> **Work order**: The stretch from the line with "Target: white downspout" through the line with "the wooden boardwalk" in the records below: write it out exactly, and nothing else.

> **Records**:
* * * * *
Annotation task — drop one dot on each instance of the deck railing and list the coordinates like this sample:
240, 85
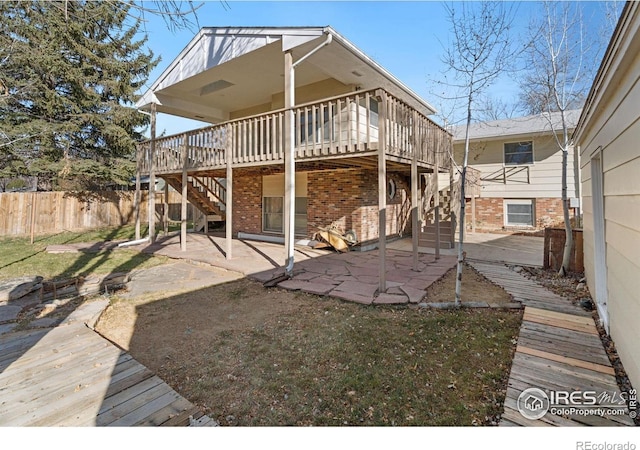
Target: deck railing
347, 124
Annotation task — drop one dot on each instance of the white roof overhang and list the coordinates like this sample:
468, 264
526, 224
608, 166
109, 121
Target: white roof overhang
229, 69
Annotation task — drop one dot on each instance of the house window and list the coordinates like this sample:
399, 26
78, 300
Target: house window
518, 153
518, 213
273, 215
373, 110
320, 127
272, 209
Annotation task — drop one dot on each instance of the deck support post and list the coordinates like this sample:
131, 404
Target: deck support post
289, 161
165, 210
473, 213
138, 194
183, 209
382, 192
228, 153
452, 214
152, 177
436, 201
415, 225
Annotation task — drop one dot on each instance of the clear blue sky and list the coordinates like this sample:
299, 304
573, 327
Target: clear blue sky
405, 37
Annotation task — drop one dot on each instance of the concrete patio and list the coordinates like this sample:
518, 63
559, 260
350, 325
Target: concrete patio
352, 276
505, 248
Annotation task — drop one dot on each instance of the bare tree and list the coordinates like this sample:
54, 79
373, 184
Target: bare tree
479, 51
560, 69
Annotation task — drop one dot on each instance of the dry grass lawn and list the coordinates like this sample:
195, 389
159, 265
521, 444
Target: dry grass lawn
252, 356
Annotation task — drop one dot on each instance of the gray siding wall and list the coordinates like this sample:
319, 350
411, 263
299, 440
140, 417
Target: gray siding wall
614, 129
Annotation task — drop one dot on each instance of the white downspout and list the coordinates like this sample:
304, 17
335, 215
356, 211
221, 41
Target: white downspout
289, 166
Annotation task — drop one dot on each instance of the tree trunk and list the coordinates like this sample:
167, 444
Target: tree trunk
463, 180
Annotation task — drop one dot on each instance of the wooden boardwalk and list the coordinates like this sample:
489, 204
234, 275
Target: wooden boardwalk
71, 376
559, 349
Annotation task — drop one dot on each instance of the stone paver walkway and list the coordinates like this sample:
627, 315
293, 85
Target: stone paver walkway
354, 276
559, 349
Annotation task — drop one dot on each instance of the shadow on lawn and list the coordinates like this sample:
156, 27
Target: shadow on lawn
16, 343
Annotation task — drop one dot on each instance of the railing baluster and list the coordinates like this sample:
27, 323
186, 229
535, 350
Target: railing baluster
349, 103
367, 102
357, 102
339, 114
321, 128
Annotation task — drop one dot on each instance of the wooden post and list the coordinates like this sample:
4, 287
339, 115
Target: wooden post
33, 215
165, 211
382, 192
152, 177
183, 209
473, 213
229, 196
138, 195
436, 200
289, 161
451, 200
414, 194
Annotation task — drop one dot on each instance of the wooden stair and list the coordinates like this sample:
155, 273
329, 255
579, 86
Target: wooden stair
427, 237
205, 193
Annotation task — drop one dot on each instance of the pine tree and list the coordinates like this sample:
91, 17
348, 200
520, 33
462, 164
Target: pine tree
69, 73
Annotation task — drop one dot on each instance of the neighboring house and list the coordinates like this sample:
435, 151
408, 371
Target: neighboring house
361, 139
520, 165
608, 136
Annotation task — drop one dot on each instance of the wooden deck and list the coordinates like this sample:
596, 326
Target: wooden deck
71, 376
559, 349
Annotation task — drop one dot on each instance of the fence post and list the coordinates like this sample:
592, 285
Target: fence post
33, 215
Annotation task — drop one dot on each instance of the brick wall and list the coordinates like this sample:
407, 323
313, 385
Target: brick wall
349, 198
247, 204
346, 197
490, 213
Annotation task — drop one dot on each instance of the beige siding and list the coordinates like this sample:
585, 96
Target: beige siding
613, 127
304, 94
624, 310
542, 179
313, 92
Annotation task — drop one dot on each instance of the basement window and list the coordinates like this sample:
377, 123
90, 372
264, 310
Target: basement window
518, 213
273, 215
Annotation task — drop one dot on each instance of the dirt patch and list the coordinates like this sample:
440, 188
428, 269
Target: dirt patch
255, 356
475, 288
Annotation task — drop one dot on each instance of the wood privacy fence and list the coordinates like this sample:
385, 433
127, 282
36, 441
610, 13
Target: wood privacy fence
22, 213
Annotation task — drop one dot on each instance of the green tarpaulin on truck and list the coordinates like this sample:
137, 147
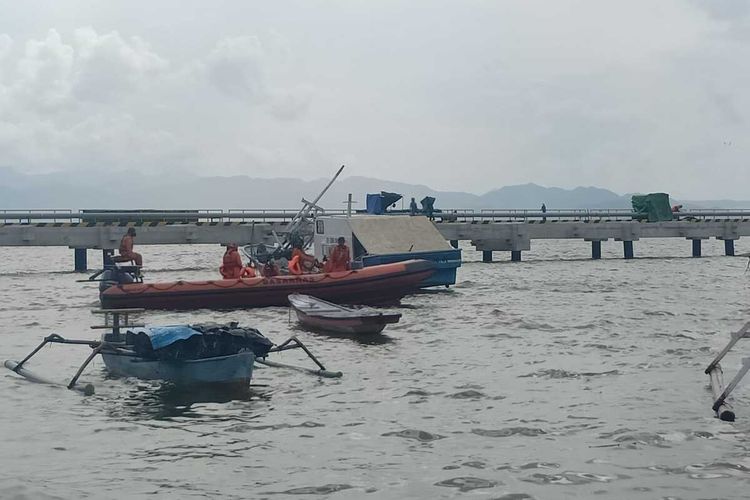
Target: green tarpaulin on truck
653, 207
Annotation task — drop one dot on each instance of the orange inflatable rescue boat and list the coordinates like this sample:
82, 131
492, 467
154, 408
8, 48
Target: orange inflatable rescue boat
383, 284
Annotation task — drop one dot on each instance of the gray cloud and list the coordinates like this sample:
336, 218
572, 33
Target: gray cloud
631, 96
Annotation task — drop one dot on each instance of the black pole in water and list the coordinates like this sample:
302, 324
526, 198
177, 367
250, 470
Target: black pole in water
79, 258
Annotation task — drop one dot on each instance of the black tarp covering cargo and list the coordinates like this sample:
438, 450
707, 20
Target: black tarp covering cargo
200, 341
653, 207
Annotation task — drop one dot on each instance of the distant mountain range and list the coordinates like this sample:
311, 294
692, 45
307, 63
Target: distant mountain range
125, 190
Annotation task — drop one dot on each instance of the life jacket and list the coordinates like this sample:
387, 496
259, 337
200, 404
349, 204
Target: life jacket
231, 264
339, 259
295, 267
126, 245
247, 272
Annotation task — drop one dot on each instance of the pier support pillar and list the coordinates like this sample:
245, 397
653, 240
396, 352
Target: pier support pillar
696, 248
627, 247
79, 257
107, 254
729, 248
596, 249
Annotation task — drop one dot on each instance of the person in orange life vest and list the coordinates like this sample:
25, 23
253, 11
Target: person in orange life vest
339, 258
301, 262
231, 264
126, 248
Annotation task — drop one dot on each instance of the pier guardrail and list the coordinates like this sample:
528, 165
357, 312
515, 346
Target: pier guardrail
285, 215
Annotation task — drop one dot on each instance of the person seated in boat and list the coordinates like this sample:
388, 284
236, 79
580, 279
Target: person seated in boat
270, 269
339, 258
126, 249
301, 262
231, 263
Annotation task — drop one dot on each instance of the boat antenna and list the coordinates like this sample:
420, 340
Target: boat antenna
306, 209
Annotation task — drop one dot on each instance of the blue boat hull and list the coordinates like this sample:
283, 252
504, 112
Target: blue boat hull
446, 262
232, 369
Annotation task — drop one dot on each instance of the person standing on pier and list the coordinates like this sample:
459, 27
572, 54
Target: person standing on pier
126, 249
231, 263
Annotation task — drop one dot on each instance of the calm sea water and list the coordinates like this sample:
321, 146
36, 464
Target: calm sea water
556, 377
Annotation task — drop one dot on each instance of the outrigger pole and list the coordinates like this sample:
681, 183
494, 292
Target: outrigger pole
720, 393
295, 343
88, 389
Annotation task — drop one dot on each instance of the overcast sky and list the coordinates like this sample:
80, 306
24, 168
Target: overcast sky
462, 95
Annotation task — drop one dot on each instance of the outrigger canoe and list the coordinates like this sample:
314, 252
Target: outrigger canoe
325, 316
203, 354
383, 284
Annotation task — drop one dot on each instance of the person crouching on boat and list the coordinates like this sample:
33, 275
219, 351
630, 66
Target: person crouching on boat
301, 263
231, 264
339, 258
126, 249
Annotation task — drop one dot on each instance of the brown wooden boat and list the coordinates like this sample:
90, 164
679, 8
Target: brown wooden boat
375, 285
325, 316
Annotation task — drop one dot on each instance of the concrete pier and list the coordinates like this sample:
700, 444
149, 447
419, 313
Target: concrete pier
79, 257
596, 249
729, 248
627, 247
696, 247
488, 231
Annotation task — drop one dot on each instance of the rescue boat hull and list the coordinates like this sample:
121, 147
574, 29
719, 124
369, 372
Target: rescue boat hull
383, 284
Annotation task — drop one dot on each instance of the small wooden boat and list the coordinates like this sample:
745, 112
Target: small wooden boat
326, 316
181, 354
383, 284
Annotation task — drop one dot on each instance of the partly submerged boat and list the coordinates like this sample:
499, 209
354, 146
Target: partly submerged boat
374, 285
186, 354
322, 315
181, 354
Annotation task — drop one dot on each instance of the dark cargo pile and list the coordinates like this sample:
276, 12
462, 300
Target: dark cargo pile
214, 340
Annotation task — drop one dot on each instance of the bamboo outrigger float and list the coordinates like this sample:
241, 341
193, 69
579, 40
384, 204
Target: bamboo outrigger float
720, 392
123, 356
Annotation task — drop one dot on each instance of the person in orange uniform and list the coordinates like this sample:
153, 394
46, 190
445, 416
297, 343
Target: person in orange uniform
126, 248
231, 264
339, 258
301, 263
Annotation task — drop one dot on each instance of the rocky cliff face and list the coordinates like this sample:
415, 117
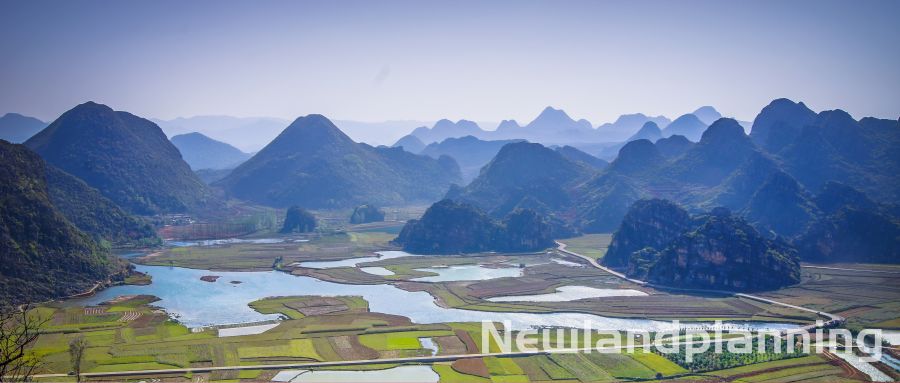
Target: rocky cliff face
725, 253
649, 223
660, 242
42, 254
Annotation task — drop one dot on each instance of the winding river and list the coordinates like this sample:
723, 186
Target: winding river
197, 303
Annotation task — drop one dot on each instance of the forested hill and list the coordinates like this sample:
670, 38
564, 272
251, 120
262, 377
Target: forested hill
43, 255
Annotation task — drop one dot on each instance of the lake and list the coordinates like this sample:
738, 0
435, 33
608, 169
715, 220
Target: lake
197, 303
353, 262
570, 293
467, 273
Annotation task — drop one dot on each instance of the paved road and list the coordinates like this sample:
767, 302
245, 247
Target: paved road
415, 359
446, 358
846, 269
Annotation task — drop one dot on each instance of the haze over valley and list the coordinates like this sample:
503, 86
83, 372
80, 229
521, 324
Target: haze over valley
470, 192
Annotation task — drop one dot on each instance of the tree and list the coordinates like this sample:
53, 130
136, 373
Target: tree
19, 329
76, 353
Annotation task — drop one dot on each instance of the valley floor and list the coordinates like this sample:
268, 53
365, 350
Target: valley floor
133, 333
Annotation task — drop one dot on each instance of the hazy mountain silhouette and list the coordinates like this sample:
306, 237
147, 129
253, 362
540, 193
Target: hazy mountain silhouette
17, 128
650, 131
524, 175
721, 150
507, 129
445, 129
687, 125
314, 164
202, 152
707, 114
127, 158
249, 134
673, 146
410, 143
628, 125
779, 124
637, 156
450, 227
575, 155
469, 152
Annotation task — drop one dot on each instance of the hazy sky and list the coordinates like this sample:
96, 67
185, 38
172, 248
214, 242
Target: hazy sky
493, 60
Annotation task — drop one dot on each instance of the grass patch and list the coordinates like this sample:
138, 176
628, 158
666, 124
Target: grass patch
591, 245
294, 348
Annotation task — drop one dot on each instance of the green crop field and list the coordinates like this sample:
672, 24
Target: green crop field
591, 245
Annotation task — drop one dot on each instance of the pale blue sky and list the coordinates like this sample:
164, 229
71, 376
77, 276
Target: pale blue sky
374, 60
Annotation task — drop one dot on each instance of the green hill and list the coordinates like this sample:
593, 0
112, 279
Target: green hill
43, 254
127, 158
312, 163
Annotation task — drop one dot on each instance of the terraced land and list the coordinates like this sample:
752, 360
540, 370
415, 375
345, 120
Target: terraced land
866, 299
342, 328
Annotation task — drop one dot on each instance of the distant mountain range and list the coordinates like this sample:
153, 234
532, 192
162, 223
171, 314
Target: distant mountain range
* * * * *
> **Written response**:
Target: white downspout
289, 166
Annotation task — drop one dot on each instance of the tree trunk and list the coordinates like this sample:
167, 444
Target: tree trunk
463, 180
Annotation task — drop one dot on each instance of the wooden boardwalk and list the coordinates like this sample:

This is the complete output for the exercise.